### STATED PROBLEM
Can you quote the lines below exactly, starting at the line with "the elk antler" and going through the last one?

Dataset excerpt:
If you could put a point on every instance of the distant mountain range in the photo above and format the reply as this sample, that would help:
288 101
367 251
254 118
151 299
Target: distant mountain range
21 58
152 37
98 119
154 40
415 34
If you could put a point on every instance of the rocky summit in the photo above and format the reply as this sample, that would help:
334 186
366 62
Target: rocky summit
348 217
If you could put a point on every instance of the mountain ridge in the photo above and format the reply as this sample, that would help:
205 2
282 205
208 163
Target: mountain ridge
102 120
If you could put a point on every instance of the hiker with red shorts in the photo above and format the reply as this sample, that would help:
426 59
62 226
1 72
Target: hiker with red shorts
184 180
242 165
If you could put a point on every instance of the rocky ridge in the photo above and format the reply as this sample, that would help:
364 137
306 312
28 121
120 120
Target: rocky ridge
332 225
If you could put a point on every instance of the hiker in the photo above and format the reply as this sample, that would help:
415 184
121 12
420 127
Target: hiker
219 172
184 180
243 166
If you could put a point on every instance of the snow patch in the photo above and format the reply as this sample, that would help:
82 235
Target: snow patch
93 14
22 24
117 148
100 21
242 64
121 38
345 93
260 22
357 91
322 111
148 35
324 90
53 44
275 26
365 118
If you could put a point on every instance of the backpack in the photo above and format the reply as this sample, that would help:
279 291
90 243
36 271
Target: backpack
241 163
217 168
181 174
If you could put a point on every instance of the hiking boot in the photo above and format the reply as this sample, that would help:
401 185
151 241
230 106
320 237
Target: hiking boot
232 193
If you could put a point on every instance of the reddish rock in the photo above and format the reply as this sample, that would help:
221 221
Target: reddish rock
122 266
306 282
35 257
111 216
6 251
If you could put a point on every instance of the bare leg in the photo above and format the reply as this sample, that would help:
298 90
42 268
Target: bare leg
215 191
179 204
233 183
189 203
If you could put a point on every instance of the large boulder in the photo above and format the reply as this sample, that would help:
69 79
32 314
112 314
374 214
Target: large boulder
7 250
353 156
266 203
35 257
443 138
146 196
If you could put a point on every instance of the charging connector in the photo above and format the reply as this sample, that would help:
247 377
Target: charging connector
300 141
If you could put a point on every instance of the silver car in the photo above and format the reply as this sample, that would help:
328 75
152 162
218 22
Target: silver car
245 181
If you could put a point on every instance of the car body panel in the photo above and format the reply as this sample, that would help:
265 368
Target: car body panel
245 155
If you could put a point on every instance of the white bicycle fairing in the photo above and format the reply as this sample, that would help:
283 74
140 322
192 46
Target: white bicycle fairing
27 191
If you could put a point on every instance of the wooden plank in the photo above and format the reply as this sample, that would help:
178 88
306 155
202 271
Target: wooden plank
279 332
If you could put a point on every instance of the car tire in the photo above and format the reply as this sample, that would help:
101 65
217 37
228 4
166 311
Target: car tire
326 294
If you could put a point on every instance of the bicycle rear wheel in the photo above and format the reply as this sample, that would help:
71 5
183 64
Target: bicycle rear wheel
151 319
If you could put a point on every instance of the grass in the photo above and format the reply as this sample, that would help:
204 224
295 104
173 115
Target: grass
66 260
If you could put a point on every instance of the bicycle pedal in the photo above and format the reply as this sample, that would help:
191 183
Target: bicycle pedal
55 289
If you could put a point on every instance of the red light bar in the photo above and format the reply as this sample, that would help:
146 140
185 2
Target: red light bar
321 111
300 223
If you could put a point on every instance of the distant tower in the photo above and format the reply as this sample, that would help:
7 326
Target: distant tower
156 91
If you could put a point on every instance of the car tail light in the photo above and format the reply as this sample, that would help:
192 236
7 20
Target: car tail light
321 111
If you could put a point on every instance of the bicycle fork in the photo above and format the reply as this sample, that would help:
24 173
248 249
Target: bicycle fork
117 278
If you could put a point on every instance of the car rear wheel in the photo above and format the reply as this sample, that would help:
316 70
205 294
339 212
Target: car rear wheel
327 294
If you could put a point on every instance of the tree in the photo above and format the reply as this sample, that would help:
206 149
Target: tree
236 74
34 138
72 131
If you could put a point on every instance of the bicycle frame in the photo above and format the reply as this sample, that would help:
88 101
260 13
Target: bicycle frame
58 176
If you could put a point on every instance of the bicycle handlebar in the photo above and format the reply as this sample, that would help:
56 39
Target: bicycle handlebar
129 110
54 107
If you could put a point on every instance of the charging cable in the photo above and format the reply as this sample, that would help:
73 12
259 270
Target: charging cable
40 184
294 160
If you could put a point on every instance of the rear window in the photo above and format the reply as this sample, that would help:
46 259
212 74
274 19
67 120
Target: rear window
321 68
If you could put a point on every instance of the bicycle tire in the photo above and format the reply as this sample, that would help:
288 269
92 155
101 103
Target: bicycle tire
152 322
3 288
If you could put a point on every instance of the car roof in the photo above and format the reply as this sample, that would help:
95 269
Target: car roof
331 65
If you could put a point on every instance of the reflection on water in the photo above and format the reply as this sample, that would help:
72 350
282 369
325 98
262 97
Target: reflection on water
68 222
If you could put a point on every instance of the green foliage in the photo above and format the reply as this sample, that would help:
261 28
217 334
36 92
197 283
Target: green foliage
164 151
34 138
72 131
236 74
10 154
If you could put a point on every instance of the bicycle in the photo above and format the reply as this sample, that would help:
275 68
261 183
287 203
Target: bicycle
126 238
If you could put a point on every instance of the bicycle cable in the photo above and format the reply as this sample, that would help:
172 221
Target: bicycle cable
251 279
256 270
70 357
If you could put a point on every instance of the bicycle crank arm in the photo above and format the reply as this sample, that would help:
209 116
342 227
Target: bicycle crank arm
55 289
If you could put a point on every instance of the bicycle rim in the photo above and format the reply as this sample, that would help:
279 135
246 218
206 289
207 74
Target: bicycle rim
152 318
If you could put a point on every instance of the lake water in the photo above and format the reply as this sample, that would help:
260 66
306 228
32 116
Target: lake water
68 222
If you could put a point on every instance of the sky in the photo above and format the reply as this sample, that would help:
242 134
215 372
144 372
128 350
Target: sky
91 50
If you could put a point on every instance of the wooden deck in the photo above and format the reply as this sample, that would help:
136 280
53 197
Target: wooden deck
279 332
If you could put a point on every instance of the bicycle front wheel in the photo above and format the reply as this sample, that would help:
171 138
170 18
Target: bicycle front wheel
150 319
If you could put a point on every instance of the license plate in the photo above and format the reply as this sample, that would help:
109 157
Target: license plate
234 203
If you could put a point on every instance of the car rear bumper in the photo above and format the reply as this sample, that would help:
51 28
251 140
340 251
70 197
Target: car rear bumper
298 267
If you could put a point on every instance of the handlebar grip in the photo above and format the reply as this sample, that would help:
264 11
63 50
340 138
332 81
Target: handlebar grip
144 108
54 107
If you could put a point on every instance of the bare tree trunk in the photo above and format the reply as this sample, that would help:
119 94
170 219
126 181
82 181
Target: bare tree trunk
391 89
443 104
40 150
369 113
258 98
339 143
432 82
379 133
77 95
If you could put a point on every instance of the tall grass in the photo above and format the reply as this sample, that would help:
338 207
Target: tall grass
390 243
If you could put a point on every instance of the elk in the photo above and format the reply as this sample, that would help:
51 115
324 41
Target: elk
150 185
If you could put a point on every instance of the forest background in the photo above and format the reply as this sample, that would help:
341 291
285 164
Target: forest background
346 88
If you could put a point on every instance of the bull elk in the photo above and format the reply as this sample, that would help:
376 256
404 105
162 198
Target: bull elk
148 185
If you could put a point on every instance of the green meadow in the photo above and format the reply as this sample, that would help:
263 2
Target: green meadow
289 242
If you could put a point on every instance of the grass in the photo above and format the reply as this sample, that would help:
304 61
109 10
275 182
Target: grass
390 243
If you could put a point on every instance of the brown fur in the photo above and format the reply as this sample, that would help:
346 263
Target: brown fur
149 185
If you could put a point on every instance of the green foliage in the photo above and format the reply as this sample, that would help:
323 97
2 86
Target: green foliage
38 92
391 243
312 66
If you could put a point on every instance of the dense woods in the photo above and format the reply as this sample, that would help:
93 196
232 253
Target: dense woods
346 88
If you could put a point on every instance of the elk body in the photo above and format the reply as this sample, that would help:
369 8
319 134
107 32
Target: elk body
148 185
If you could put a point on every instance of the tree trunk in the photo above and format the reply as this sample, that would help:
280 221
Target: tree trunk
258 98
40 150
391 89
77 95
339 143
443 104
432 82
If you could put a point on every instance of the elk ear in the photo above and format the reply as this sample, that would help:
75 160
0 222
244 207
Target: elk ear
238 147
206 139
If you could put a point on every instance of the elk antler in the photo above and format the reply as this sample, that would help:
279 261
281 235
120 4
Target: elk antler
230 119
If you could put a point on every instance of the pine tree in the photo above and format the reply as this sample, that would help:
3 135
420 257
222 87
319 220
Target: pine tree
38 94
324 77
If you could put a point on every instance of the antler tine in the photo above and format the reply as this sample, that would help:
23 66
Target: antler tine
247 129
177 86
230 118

### CORRECT RESULT
If you could put a point on every instance of the elk antler in the photo above and format the reply as this sample, that would help:
279 261
281 235
120 4
Target: elk antler
230 119
If you could put a point on every instance of the pine tree in the photo above and format the reply as this sample, that would help:
3 135
420 257
222 87
319 220
Target: pine tree
38 94
324 77
If you could put a point on every instance of the antler tine in the photo above and format the reply as this sample, that would help:
23 66
Target: antler tine
247 129
177 86
230 118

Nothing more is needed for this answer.